## STATED EXERCISE
Copy the items below word for word, omitting the pictures from your answer.

Records from a dataset:
-.-.-

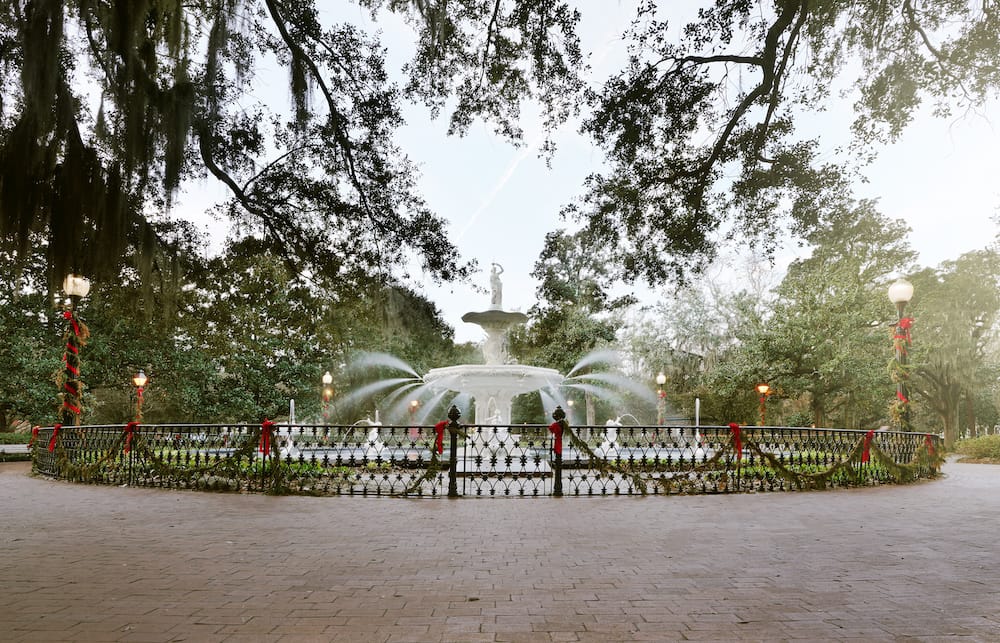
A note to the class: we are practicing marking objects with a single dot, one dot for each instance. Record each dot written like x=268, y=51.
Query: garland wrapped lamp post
x=139, y=380
x=764, y=390
x=327, y=394
x=900, y=293
x=76, y=288
x=661, y=398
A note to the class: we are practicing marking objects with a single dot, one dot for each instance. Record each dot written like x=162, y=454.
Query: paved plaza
x=906, y=563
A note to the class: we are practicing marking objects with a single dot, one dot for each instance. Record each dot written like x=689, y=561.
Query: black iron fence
x=452, y=459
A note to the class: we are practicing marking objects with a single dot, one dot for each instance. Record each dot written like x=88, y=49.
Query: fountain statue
x=495, y=384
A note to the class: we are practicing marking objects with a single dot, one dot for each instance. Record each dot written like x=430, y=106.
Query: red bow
x=69, y=316
x=866, y=455
x=556, y=429
x=265, y=437
x=55, y=434
x=129, y=433
x=439, y=436
x=737, y=442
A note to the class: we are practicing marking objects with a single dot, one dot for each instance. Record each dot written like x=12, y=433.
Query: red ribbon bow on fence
x=265, y=436
x=439, y=436
x=55, y=434
x=556, y=429
x=129, y=434
x=737, y=440
x=866, y=454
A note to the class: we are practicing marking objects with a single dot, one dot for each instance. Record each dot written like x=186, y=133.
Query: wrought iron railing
x=451, y=459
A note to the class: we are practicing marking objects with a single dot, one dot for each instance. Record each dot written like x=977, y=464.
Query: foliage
x=985, y=447
x=574, y=316
x=745, y=73
x=108, y=107
x=955, y=308
x=30, y=350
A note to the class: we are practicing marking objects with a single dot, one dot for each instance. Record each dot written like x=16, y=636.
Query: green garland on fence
x=433, y=467
x=225, y=471
x=230, y=471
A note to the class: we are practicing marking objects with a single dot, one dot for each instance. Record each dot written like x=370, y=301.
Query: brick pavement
x=910, y=563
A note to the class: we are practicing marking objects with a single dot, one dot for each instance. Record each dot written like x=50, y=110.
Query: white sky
x=942, y=177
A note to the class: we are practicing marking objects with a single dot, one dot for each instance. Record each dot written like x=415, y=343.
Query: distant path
x=88, y=563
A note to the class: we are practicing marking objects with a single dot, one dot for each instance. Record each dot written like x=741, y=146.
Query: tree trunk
x=970, y=416
x=950, y=428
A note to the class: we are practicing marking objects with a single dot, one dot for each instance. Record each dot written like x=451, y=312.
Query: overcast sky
x=943, y=177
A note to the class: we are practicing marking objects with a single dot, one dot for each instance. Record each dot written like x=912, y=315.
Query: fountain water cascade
x=495, y=384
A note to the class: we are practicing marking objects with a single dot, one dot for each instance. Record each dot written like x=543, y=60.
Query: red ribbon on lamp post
x=866, y=454
x=55, y=434
x=129, y=434
x=265, y=436
x=556, y=428
x=439, y=436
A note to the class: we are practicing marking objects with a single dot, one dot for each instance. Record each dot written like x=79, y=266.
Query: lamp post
x=139, y=380
x=900, y=293
x=327, y=394
x=76, y=288
x=764, y=390
x=661, y=398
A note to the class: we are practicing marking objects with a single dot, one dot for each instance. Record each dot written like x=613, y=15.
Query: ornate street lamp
x=764, y=390
x=327, y=394
x=139, y=380
x=414, y=406
x=76, y=288
x=661, y=398
x=900, y=293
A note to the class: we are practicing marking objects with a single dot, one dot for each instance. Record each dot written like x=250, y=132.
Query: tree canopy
x=107, y=106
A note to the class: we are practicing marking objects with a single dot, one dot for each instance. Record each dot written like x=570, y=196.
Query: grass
x=984, y=449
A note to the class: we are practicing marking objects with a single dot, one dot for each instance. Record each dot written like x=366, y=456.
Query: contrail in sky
x=501, y=183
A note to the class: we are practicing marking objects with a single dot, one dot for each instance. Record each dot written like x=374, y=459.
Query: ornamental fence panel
x=451, y=459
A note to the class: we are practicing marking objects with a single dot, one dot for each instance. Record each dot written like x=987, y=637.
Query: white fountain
x=494, y=384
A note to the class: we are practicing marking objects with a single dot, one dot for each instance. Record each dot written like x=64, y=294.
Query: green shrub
x=986, y=447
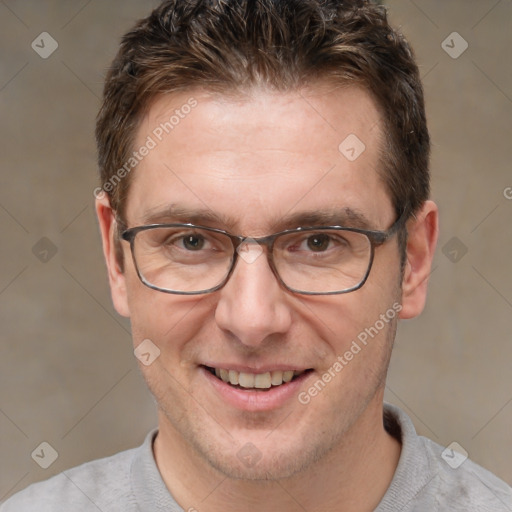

-.-.-

## OUTPUT BELOW
A note to the class: we are practicing marking objects with a single dot, one dot for each instance. Record each dot written like x=268, y=51.
Query: garland wrapped lamp post
x=139, y=380
x=764, y=390
x=327, y=394
x=900, y=293
x=76, y=288
x=661, y=398
A note to the class: we are practicing marking objects with a single dot, one dot for each instance. Record each dot written like x=162, y=454.
Query: paved plaza
x=906, y=563
A note to the class: we are practicing marking objects with a single dot, one dot for each instance. Record each dot written like x=689, y=561.
Query: black iron fence
x=452, y=459
A note to the class: we are practicing marking objects with a single dot, one dot for each instance. Record each dot written like x=88, y=49.
Query: fountain statue
x=495, y=384
A note to the class: we are practicing marking objects with a single dot, one dot for each instance. Record each dot written like x=430, y=106.
Query: red bow
x=69, y=316
x=866, y=455
x=556, y=429
x=265, y=437
x=55, y=434
x=129, y=433
x=439, y=436
x=737, y=442
A note to the class: we are practicing marking objects with a single dot, one dot for each instance. Record each dot written like x=12, y=433.
Query: red ribbon bow on fence
x=265, y=436
x=439, y=436
x=55, y=434
x=556, y=429
x=129, y=434
x=737, y=440
x=866, y=454
A note to the class: we are practicing marking objects with a single dot, one dot for each instance. Record each dot written like x=186, y=133.
Query: wrought iron railing
x=451, y=459
A note to the class: we are practicing marking objects with a single dot, one dot for each instance. Record each dot written like x=977, y=464.
Query: foliage
x=985, y=447
x=574, y=316
x=745, y=73
x=108, y=107
x=955, y=308
x=30, y=350
A note to the class: we are practicing marking objects with a single dot, one dot for each instance. Record each dot written like x=16, y=636.
Query: green garland on fence
x=433, y=467
x=225, y=471
x=230, y=471
A note to the class: we are practicing marking objects with a single dot, one dot for each instance. Record each dot written like x=370, y=301.
Query: brick pavement
x=910, y=563
A note to the class: we are practicing marking objects with a single dot, one dot for each instance. Record each dot written like x=50, y=110.
Query: white sky
x=942, y=177
A note to the class: we are practicing marking objects with a single dot, one dot for each instance. Record each dot written like x=415, y=343.
Query: distant path
x=88, y=563
A note to the class: we are practicing marking objects with a single dot, one dot for each instance. Record each dot written like x=741, y=146.
Query: tree trunk
x=970, y=416
x=950, y=428
A note to the class: we are practicing marking objects with a single dot, one dot for each instance. Record each dot written like x=451, y=312.
Query: overcast sky
x=943, y=177
A note to the class: we are practicing marking objects with a single dot, one dot for each instance. Record each dot written like x=912, y=315.
Query: fountain water cascade
x=495, y=384
A note to the class: we are practicing marking objects with a single dot, one dot for each instance. Record each dot written like x=543, y=60.
Query: red ribbon on lamp post
x=866, y=454
x=55, y=434
x=129, y=434
x=265, y=436
x=556, y=428
x=439, y=436
A note to the class: we are practicing marking objects with a single dot, one dot for each instance. Record each dot written like x=79, y=266.
Query: lamp post
x=139, y=380
x=900, y=293
x=327, y=394
x=76, y=288
x=764, y=390
x=661, y=398
A note to the class: we are practicing marking objects with a single dot, one dot for each instance. Record each dot written like x=613, y=15.
Query: ornate street lamp
x=764, y=390
x=327, y=394
x=139, y=380
x=414, y=406
x=76, y=288
x=661, y=398
x=900, y=293
A note to the class: we are practicing marking objects with a single dot, one dot for each instance. Record each dot written like x=250, y=132.
Query: tree canopy
x=107, y=106
A note to the class: we are practicing marking objects with a single dot, one dot for each instance. Record each dot written like x=570, y=196.
Query: grass
x=984, y=449
A note to the class: we are practicing marking objects with a single dot, one dot for each instance. Record each dot written like x=366, y=456.
Query: contrail in sky
x=501, y=183
A note to the class: we are practicing marking objects with a single dot, one dot for each instance. Record each dot written like x=374, y=459.
Query: ornamental fence panel
x=451, y=459
A note to the class: we are practicing marking objects with a single dot, one dot for each instance. Record each dot written like x=987, y=637.
Query: white fountain
x=494, y=384
A note to the class: we are practicing marking objects with a single dot, one dot for each instance. Record each dot written like x=64, y=294.
Query: green shrub
x=986, y=447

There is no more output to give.